[Items from a labeling collection]
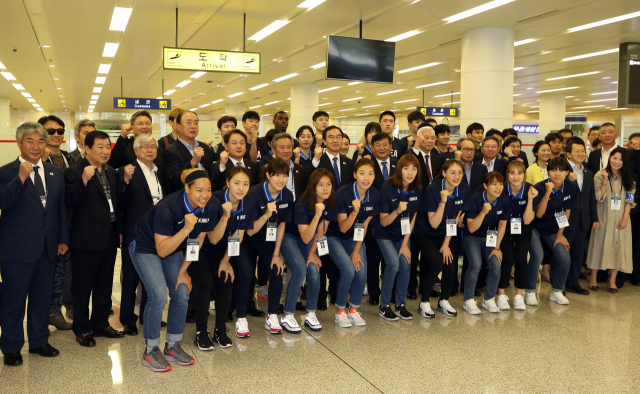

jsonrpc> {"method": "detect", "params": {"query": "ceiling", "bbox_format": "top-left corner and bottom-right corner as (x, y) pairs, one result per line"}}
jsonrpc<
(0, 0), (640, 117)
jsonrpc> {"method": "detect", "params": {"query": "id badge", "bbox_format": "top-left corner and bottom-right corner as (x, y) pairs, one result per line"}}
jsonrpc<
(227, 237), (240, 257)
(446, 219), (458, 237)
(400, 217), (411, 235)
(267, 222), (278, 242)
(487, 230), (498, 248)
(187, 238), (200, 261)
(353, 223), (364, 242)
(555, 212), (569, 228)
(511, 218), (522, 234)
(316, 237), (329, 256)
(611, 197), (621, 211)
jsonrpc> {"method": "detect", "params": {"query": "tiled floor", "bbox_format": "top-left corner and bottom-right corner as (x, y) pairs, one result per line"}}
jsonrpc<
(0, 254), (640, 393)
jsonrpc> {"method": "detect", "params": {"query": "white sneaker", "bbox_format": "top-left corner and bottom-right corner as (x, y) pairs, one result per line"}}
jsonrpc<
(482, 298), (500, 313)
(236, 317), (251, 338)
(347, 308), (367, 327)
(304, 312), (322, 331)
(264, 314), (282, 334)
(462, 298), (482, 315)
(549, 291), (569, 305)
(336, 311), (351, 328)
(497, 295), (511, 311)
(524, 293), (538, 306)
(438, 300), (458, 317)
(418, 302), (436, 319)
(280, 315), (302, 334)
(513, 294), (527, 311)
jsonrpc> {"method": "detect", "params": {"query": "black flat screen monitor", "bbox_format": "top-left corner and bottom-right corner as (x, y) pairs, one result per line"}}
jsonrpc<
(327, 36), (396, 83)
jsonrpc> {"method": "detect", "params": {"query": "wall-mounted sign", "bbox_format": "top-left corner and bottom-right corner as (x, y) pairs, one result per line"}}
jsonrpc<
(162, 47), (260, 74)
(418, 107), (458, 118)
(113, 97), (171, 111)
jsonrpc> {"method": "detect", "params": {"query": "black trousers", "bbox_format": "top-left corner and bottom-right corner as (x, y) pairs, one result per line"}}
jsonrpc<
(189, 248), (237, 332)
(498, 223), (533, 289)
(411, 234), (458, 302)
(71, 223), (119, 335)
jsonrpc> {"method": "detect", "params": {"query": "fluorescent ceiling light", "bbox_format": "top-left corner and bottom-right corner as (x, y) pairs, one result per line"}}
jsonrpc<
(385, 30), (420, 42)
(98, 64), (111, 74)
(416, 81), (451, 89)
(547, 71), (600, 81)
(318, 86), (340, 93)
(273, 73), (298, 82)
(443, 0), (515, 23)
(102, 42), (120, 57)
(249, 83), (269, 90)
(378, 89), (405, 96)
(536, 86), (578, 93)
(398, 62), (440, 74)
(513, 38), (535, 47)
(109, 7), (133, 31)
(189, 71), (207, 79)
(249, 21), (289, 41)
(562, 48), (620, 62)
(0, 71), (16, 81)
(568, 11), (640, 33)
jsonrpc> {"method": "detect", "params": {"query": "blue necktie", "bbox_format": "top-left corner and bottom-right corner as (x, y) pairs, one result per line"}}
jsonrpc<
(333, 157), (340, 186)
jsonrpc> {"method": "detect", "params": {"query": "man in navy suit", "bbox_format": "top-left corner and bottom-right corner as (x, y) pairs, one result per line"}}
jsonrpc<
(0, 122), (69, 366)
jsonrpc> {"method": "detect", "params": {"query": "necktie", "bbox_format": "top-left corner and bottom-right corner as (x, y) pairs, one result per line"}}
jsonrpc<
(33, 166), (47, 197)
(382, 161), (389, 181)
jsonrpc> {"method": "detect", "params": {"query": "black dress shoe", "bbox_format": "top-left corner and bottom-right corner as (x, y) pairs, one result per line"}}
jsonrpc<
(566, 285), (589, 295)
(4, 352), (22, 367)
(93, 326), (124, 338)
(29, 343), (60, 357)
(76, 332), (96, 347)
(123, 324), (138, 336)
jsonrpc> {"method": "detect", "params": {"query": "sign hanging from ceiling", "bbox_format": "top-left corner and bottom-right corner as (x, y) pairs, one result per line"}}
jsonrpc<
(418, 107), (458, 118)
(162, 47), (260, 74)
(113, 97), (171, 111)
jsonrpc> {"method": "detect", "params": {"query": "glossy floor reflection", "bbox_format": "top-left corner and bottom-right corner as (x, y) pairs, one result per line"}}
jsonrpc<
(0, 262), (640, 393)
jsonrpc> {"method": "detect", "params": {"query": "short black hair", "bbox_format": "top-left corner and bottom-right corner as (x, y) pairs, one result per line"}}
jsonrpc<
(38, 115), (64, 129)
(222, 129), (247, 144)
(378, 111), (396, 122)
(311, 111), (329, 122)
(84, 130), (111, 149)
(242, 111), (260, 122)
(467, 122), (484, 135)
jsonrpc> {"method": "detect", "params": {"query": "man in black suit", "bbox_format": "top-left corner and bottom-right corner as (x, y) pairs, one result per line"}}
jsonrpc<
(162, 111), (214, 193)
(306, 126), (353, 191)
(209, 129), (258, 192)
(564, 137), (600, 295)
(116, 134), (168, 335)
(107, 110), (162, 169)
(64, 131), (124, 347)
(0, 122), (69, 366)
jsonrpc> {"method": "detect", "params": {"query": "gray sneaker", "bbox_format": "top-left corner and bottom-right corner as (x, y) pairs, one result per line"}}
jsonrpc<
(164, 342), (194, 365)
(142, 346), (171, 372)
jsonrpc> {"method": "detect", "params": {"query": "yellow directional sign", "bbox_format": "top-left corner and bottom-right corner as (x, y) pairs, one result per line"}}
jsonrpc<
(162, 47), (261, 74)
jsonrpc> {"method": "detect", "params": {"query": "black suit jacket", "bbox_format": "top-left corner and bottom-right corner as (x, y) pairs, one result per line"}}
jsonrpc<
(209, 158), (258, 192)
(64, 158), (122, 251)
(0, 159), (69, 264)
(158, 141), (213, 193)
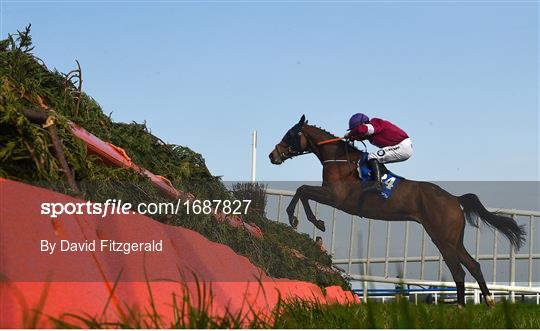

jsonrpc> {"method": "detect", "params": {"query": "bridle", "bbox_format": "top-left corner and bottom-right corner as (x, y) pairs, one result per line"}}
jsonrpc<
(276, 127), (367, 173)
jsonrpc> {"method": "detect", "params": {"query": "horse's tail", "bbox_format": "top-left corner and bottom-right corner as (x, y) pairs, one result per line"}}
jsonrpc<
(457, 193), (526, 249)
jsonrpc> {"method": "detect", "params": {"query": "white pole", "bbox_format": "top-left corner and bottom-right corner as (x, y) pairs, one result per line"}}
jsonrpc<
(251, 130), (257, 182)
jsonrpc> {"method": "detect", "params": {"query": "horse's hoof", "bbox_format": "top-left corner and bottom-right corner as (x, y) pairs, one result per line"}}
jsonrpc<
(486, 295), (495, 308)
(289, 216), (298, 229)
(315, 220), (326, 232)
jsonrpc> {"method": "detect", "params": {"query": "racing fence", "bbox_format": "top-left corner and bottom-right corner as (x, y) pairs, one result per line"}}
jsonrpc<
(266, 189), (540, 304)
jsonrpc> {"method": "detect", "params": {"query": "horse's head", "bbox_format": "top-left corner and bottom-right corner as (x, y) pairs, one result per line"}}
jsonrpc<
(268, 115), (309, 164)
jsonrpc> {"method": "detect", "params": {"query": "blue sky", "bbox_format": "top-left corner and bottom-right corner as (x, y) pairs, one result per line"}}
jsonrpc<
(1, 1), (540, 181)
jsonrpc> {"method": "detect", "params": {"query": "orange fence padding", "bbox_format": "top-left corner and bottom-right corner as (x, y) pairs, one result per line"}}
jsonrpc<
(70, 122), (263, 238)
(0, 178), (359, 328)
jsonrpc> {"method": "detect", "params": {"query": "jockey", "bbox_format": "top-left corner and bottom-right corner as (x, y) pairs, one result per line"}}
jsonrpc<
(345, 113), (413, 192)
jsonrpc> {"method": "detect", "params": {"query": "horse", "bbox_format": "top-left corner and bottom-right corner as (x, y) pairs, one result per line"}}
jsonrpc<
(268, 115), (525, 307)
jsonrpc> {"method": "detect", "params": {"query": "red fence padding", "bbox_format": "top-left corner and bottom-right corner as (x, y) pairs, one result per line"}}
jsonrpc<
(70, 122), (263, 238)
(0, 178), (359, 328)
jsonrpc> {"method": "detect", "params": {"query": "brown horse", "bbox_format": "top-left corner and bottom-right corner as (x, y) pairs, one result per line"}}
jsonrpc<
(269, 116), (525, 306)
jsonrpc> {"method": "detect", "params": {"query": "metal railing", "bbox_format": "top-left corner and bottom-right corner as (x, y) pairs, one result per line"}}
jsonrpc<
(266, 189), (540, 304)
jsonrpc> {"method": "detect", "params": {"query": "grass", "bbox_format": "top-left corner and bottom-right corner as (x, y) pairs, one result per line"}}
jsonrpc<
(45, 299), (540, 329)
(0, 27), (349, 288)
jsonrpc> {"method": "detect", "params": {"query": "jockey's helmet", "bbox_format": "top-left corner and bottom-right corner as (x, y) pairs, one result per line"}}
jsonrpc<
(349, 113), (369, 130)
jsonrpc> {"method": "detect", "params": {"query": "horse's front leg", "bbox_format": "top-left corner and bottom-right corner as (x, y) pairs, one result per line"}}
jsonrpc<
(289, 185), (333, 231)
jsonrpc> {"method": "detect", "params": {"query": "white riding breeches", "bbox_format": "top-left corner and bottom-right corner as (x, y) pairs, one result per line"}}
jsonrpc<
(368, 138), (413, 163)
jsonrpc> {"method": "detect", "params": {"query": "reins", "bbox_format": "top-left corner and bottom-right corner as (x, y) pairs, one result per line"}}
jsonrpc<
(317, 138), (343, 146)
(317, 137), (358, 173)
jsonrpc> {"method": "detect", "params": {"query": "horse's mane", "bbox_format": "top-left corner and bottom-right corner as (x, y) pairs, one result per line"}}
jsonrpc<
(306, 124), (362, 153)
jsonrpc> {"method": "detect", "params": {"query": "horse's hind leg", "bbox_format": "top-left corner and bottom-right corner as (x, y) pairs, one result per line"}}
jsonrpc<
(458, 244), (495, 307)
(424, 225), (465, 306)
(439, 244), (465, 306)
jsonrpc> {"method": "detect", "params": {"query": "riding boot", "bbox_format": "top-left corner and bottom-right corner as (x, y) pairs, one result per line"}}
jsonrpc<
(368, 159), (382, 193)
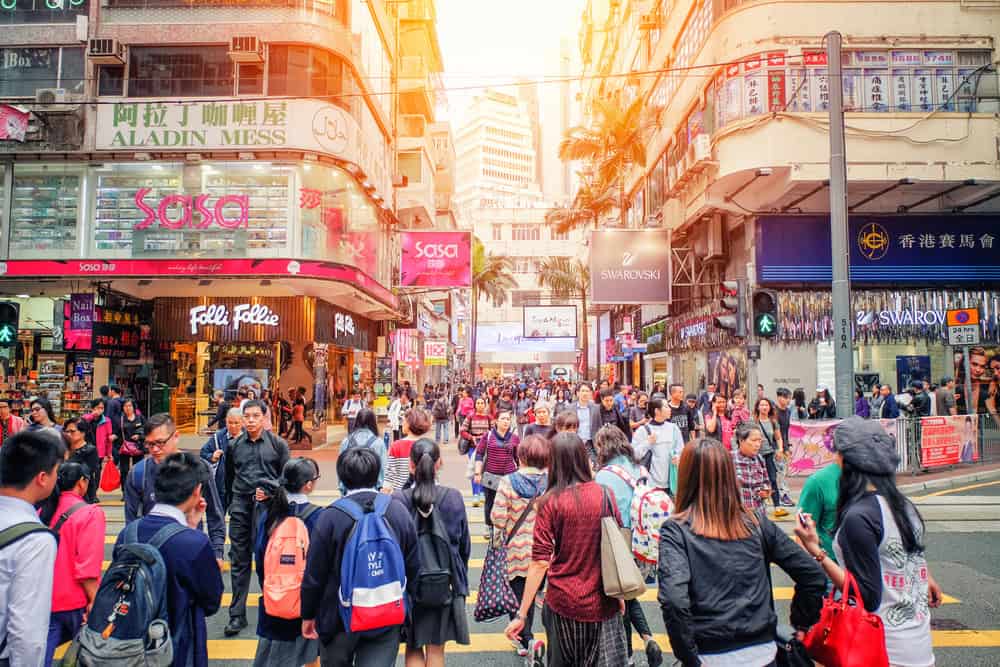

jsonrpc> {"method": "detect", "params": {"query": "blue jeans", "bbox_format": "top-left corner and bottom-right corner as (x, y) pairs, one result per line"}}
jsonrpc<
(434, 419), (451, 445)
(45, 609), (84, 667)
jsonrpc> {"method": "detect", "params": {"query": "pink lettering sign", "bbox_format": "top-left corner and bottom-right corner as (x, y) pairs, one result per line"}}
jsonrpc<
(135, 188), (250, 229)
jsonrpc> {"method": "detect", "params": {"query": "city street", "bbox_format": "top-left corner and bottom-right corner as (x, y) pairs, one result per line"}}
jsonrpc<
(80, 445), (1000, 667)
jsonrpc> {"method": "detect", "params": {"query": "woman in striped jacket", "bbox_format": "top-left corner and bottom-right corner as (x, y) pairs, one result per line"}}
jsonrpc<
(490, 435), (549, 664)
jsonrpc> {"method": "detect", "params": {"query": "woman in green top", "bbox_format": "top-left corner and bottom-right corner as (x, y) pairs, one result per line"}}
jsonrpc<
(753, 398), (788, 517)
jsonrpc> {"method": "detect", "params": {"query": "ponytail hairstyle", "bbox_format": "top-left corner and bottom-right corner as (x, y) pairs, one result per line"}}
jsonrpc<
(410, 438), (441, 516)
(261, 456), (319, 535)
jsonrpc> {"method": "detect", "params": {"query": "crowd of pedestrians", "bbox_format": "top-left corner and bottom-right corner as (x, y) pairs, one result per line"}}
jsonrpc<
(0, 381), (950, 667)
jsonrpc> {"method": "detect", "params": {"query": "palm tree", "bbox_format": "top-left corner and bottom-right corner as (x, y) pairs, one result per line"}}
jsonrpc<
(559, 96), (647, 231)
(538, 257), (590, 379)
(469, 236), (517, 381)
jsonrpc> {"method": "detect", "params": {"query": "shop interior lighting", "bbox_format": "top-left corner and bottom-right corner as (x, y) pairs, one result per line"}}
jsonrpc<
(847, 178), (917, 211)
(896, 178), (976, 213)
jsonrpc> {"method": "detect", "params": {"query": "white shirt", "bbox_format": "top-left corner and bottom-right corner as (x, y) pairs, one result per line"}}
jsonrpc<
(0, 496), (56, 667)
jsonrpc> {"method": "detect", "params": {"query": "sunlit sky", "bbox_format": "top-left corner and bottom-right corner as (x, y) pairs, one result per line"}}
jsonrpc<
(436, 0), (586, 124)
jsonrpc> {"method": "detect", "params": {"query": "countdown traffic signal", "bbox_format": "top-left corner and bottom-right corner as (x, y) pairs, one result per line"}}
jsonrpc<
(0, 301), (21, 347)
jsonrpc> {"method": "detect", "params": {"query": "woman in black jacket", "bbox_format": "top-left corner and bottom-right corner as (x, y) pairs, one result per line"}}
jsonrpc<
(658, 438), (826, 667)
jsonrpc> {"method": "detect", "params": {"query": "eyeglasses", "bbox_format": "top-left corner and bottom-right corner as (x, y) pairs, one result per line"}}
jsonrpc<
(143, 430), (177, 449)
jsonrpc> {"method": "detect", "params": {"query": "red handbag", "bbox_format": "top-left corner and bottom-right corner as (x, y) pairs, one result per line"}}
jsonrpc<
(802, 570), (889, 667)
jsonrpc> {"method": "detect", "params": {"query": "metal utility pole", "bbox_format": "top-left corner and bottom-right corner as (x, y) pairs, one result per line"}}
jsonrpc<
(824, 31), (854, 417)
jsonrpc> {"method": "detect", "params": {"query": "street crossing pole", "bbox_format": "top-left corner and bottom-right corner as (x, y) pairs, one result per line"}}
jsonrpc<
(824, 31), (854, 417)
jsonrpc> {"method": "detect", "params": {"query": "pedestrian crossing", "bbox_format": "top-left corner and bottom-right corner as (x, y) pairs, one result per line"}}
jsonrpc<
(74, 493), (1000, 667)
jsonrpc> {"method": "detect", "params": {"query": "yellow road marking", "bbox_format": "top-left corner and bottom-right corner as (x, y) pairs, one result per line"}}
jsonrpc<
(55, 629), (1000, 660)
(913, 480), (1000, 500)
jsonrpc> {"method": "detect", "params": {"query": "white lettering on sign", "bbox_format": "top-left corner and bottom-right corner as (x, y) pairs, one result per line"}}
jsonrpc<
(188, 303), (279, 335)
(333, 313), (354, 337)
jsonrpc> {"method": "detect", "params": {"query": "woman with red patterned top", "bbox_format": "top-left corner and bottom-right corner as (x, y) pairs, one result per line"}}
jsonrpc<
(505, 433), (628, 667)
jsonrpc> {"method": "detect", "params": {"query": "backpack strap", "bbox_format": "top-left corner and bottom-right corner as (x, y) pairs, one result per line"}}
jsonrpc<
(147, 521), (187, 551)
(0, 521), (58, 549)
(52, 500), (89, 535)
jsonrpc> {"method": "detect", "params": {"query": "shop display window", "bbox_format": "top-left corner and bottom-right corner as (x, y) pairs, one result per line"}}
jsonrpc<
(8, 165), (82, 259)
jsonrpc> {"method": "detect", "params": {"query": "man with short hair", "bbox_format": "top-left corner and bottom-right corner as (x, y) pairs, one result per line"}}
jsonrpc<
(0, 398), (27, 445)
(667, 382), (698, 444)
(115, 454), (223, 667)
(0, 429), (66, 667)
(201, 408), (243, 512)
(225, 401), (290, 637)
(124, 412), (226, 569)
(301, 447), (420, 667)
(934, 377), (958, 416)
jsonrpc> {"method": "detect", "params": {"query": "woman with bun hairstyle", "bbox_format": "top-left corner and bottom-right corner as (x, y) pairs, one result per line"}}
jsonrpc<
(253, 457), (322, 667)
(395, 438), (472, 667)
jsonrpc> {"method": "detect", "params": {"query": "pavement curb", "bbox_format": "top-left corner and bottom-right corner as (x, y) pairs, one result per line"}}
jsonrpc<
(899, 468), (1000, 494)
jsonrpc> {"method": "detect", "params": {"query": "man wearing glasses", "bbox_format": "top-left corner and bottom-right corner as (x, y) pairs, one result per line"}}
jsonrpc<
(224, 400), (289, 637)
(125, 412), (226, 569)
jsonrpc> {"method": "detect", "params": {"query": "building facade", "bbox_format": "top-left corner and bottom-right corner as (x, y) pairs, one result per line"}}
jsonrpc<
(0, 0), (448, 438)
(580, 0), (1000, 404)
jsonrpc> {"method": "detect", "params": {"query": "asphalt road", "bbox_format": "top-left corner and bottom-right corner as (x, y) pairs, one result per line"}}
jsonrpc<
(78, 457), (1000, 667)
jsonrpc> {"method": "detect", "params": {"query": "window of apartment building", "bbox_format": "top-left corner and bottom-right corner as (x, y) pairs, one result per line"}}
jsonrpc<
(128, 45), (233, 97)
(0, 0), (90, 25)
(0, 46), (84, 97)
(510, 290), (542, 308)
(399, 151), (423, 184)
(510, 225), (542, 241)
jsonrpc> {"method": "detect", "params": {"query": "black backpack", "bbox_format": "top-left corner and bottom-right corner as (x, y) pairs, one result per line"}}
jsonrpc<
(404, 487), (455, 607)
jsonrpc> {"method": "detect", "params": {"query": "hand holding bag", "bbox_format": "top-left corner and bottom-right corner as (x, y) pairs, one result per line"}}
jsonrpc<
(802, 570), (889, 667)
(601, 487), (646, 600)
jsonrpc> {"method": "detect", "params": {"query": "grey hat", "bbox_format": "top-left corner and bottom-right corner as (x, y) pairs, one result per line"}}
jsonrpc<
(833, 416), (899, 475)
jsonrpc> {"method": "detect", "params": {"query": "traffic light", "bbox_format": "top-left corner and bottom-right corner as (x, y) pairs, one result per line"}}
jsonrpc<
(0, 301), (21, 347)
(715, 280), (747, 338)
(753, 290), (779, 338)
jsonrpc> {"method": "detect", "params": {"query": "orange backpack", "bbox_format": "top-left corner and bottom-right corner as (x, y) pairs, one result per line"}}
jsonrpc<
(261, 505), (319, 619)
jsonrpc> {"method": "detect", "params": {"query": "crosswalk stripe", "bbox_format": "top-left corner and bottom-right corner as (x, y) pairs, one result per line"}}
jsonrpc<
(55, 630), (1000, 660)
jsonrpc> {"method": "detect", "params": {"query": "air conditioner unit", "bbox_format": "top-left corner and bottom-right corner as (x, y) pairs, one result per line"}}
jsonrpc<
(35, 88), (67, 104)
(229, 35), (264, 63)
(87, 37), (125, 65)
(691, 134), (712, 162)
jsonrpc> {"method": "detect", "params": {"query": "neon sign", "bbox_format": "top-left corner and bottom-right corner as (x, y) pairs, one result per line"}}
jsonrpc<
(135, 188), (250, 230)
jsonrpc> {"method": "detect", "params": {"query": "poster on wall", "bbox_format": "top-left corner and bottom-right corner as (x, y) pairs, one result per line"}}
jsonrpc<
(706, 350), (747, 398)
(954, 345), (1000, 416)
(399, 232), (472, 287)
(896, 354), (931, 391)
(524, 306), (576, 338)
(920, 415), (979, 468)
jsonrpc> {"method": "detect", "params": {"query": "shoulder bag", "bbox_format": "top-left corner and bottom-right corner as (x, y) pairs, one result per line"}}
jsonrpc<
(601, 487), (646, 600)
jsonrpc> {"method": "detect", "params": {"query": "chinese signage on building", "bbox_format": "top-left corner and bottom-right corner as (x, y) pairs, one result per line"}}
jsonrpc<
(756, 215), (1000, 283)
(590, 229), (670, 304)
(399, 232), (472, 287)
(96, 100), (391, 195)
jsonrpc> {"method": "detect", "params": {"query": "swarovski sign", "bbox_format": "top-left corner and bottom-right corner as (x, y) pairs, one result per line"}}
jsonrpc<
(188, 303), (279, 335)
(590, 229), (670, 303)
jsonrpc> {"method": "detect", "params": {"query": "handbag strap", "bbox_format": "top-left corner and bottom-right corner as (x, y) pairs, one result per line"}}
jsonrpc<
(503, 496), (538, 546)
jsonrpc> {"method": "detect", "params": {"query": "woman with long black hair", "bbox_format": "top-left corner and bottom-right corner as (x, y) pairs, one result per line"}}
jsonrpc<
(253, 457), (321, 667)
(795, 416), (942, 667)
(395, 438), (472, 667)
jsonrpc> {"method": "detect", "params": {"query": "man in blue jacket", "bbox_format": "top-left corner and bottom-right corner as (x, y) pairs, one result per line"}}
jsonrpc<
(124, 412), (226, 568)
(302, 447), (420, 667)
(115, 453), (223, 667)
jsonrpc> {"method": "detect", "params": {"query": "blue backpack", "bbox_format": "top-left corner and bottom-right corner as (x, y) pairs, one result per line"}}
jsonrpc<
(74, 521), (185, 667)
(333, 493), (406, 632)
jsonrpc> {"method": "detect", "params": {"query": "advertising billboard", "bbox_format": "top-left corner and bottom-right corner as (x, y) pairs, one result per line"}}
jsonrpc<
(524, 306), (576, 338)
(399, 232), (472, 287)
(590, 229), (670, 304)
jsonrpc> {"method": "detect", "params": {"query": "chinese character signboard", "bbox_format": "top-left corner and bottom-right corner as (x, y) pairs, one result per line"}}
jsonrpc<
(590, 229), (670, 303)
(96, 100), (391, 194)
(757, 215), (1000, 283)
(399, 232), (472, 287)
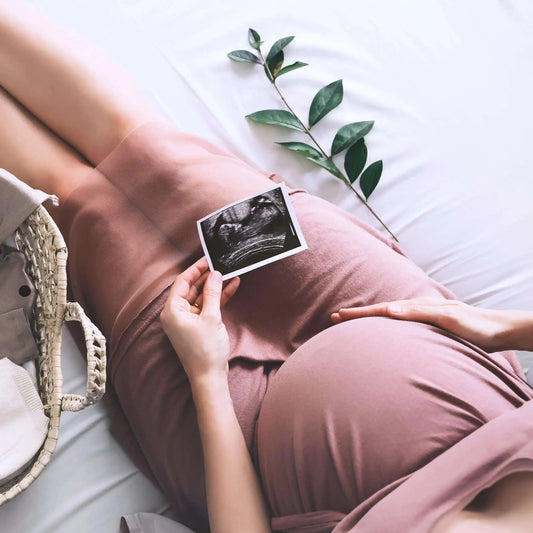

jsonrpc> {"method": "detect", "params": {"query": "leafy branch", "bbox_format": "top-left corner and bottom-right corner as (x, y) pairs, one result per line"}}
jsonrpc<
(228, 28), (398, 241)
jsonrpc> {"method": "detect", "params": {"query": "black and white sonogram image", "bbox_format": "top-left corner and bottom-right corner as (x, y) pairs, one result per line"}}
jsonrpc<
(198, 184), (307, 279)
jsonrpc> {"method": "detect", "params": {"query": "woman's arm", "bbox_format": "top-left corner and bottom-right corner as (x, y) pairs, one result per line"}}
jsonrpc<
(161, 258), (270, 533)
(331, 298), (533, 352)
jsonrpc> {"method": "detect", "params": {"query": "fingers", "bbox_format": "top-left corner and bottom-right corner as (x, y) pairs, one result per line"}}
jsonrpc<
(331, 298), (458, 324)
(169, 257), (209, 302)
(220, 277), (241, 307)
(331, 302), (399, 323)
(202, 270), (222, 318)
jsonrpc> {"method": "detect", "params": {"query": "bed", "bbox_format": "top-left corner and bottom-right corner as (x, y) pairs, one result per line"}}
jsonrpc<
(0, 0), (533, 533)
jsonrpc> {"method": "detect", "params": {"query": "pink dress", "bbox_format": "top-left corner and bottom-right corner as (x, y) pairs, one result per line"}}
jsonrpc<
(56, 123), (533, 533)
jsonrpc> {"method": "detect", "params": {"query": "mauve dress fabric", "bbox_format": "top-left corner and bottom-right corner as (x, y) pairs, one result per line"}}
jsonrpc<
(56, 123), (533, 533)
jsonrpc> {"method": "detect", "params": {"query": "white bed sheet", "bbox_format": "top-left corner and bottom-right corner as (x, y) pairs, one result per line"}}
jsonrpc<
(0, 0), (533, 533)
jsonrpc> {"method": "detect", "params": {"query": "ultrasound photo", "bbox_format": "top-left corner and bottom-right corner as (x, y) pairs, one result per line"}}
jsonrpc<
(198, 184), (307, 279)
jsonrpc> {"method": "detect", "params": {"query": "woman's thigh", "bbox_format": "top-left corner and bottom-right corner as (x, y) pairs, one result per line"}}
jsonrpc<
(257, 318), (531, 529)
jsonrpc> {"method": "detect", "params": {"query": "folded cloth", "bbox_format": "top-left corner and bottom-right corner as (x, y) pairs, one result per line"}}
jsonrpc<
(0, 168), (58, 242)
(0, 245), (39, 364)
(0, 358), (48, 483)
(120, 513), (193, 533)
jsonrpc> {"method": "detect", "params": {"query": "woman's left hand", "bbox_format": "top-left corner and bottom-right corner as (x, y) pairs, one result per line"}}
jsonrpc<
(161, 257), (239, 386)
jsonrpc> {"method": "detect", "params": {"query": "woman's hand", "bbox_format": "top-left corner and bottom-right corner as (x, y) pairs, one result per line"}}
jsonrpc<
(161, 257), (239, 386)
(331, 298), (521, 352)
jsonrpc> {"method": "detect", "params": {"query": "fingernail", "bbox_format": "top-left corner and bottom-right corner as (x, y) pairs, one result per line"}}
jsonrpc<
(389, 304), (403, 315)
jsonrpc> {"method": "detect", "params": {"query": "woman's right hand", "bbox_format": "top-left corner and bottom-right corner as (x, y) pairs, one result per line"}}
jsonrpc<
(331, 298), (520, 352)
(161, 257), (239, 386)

* Exercise aim
How many lines of the material above contain the string "hairstyle"? Case counts, and the reply should be the number alone.

* Problem solution
2